::: RECORDED DATA :::
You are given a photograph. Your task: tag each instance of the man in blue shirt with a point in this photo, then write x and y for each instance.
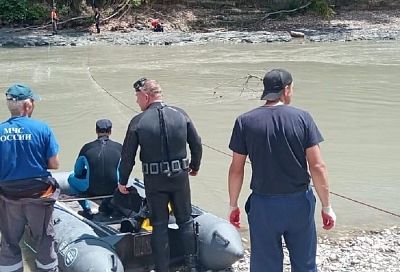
(96, 169)
(28, 149)
(282, 143)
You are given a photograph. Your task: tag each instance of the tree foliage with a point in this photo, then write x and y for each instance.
(21, 11)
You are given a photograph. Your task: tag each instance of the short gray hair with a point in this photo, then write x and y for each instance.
(152, 87)
(16, 106)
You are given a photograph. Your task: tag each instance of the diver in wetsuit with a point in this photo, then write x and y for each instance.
(96, 169)
(162, 133)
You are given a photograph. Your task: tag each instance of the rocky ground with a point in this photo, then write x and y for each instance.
(227, 28)
(374, 251)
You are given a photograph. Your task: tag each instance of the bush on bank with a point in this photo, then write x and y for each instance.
(18, 12)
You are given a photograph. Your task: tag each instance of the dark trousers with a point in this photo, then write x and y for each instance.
(161, 190)
(37, 214)
(288, 216)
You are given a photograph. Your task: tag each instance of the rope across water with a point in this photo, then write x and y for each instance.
(230, 155)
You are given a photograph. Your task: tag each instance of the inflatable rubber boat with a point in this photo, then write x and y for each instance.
(101, 244)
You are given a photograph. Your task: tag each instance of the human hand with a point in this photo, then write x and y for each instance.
(328, 217)
(123, 189)
(192, 172)
(234, 216)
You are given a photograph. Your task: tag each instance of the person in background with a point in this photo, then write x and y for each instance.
(282, 143)
(54, 19)
(156, 25)
(162, 132)
(96, 169)
(28, 148)
(97, 19)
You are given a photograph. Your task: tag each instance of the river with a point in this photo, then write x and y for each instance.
(351, 89)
:::
__WHAT THE TASK REQUIRES__: Please print all of the material above word for word, leaving out the pictures.

__WRITTEN ANSWER__:
You are given a photograph. Your task: tag each instance of the man in blue shirt with a point in this photo, then write x and y for each instance.
(96, 169)
(28, 149)
(282, 143)
You are given a photograph. Your task: tag each instance of the tree foliage with a point in this photo, then write x and y for each instance.
(21, 11)
You are given a photograph. Your task: tag each instance of the short gray hair with a point in this photo, then write x and y for each instance.
(152, 87)
(16, 106)
You are given a photograph. Your task: tag each instance of the diver in wetsuit with a point in this photo, then write x and y for each instance.
(96, 169)
(162, 133)
You are given a photograph. Your task: tag each instance of the rocky ground with a point in this photo, then write x and y for each instance.
(227, 28)
(374, 251)
You are given a photograph. Your task: tag each instance of the bush on bank with a point in this photo, then write x and y for each instance.
(18, 12)
You are given a photograph. Your task: tag each instance of the dark trousers with a point in this photo, then write x and y for each instance.
(161, 190)
(37, 214)
(288, 216)
You are given a photograph. Your task: tag each instance of the rope across water with a point in this photo, then write x and y for each instance.
(230, 155)
You are given a photograph. Your task: tag each instance of the inflatable rubber boat with a point in this photo, then write x and y for each instance.
(101, 244)
You are given a photograph. Your task: tag each instance of the human hand with a point in this photo, then write x and y for each instance.
(328, 217)
(123, 189)
(192, 172)
(234, 216)
You are given a photograph. Your task: tag each instance of the person in background with a point in this photo, then write x and y for each instance.
(282, 143)
(54, 19)
(156, 25)
(162, 132)
(96, 169)
(28, 148)
(97, 19)
You are given a photograph. Your task: tag each instance of the river with a point in this photo, then write x and y for each instance.
(351, 89)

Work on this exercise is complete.